Objectives —
**a.** In the module description, what percentage of the assessment does the essay carry?
**b.** Retype everything in the module description from "Total contact hours: 40" down to "(c.2500 words) (45%)".

**** Document section ****

This module explores a range of neo-avant-garde and post-war art practice from the 1960s through to the contemporary; from the Minimalism & Pop Art of the 1960s through to the YBAs. It will introduce and discuss some of the key artistic figures within the period, exploring their practice, critical contexts and legacy in relation to theories of the modern and postmodern. Taking a thematic approach to one of the most innovative and stylistically diverse art historical periods, the module will consider a range of genres – painting, sculpture, installation, performance and land art – exploring how artists have re-defined and developed their practice in the cultural period following Modernism. Artists examined will include Andy Warhol, Donald Judd, Sol LeWitt, Eva Hesse, Jake and Dinos Chapman, Gilbert & George, Jenny Saville, Yinka Shonibare, Gerhard Richter and Rachel Whiteread.
Total contact hours: 40
Private study hours: 260
Total Study hours: 300
Method of assessment
Gallery Evaluation (c.1500 words) (35%)
Essay (c.2500 words) (45%)
Seminar Reading Synopses (20%)
Hopkins, David (2000), After Modern Art 1945-2000 (Oxford University Press)
Pooke, Grant (2010), Contemporary British Art: An Introduction (London: Routledge)

**** Supplied data ****

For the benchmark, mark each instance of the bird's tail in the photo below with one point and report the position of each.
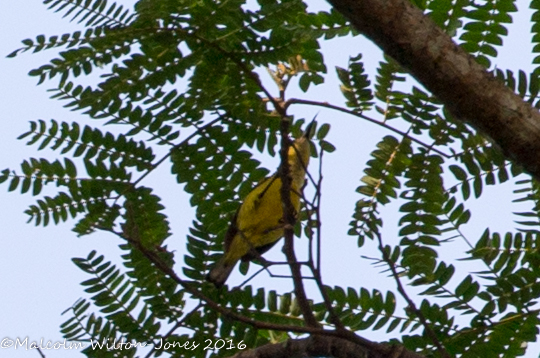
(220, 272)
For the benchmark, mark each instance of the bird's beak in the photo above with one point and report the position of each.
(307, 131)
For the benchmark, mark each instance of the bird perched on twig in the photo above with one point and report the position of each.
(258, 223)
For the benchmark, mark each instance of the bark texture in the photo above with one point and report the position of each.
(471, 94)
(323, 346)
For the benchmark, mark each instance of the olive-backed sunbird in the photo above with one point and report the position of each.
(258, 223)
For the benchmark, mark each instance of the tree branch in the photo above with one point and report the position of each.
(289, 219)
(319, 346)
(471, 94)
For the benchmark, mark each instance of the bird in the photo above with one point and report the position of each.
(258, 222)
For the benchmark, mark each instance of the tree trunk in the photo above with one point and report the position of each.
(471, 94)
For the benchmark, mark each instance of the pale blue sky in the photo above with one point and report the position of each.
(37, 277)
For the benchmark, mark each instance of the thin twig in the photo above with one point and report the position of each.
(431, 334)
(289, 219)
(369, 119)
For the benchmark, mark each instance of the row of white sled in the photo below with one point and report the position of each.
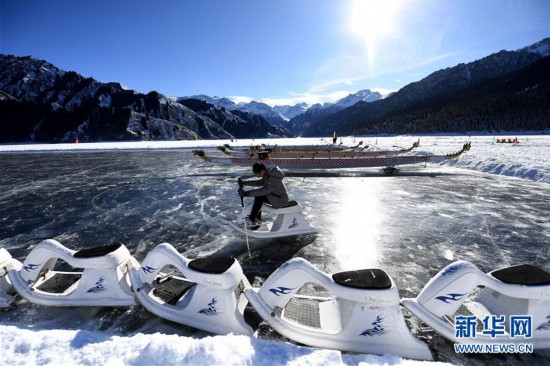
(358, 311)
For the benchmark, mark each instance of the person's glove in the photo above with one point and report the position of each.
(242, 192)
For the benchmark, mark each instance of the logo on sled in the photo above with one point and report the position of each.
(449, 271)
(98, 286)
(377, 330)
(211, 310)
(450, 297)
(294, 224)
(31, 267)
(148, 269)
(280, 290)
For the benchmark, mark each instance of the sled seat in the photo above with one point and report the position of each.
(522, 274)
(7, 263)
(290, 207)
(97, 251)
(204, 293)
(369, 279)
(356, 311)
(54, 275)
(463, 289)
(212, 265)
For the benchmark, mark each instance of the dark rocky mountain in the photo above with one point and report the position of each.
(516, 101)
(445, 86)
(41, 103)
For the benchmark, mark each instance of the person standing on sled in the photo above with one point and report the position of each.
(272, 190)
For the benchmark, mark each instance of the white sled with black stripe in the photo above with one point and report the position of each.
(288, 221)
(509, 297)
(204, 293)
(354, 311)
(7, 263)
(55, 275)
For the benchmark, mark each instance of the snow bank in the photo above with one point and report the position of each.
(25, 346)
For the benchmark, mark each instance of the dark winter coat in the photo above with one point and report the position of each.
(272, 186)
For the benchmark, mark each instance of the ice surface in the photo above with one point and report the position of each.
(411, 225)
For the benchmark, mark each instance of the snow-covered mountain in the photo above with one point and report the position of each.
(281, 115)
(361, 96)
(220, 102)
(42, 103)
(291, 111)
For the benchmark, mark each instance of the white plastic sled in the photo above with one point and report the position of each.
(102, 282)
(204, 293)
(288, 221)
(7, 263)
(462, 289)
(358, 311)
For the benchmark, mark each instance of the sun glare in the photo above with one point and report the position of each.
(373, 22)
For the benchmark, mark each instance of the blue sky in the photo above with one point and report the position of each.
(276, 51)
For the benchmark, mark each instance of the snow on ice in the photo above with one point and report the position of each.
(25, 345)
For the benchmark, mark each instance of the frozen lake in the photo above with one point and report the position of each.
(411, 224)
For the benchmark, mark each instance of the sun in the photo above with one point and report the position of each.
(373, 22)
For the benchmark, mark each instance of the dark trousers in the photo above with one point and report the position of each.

****

Results for the exercise —
**a.** 45%

**b.**
Total contact hours: 40
Private study hours: 260
Total Study hours: 300
Method of assessment
Gallery Evaluation (c.1500 words) (35%)
Essay (c.2500 words) (45%)